Texto

%%

En España, casi cualquier referencia a la memoria histórica refiere directamente a la II República, la Guerra Civil y la dictadura franquista, especialmente la represión efectuada después de la guerra por el bando vencedor de la contienda. La cuestión ha desbordado ampliamente el ámbito de la historia y se ha extendido hacia el social. Las reivindicaciones, debates e iniciativas de la sociedad civil han arrastrado el debate al centro de la opinión pública en muchos momentos. Este es uno de ellos (Lebrero Izquierdo, 2018: 22).
España, además, hace gala de ciertas particularidades en cuestiones de memoria, sobre todo debido a su reciente pasado traumático, lleno de memorias enfrentadas (López Villaverde, 2014: 2). No obstante, se ha de destacar que memoria histórica gestionada de una forma u otra, existe en la gran mayoría de países. El marco de los estados-nación emerge de la construcción de naciones, en el sentido contemporáneo del término. Estas se asientan, como se mencionaba, en hechos históricos pasados y en las memorias colectivas generadas en torno a ellos.
Sin embargo, y aunque la existencia de memorias colectivas es común al marco que se mencionaba, el debate sobre la memoria histórica (que en muchos casos ha generado una querella dentro de la historiografía, como en el caso español o alemán) es más intenso en sociedades o contextos con pasados que alberguen algún hecho traumático.
Poniendo el foco sobre el propio concepto, se entiende memoria histórica como un concepto ideológico e historiográfico que ha sido desarrollado hace relativamente poco tiempo. Muchos de los historiadores que han tratado este tema han ofrecido diferentes definiciones sobre qué es memoria histórica. En el caso español, las peculiaridades que se mencionan han producido definiciones de memoria histórica específicas.

%%

Listado de datos
%%

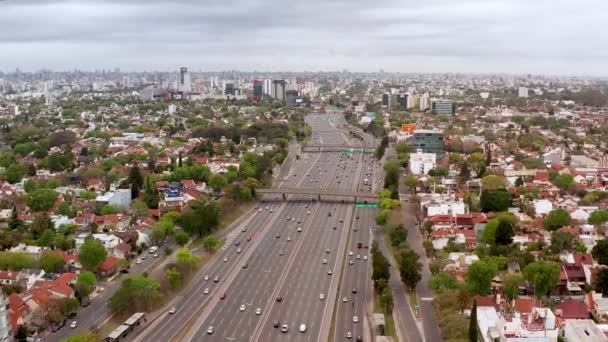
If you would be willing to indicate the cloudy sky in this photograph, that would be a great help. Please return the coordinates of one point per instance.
(563, 37)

%%

Consigna
Traduce al inglés esta oración del texto sobre la memoria histórica: «Muchos de los historiadores que han tratado este tema han ofrecido diferentes definiciones sobre qué es memoria histórica». El listado no hace falta para resolver lo que se pide.

Respuesta
Many of the historians who have addressed this topic have offered different definitions of what historical memory is.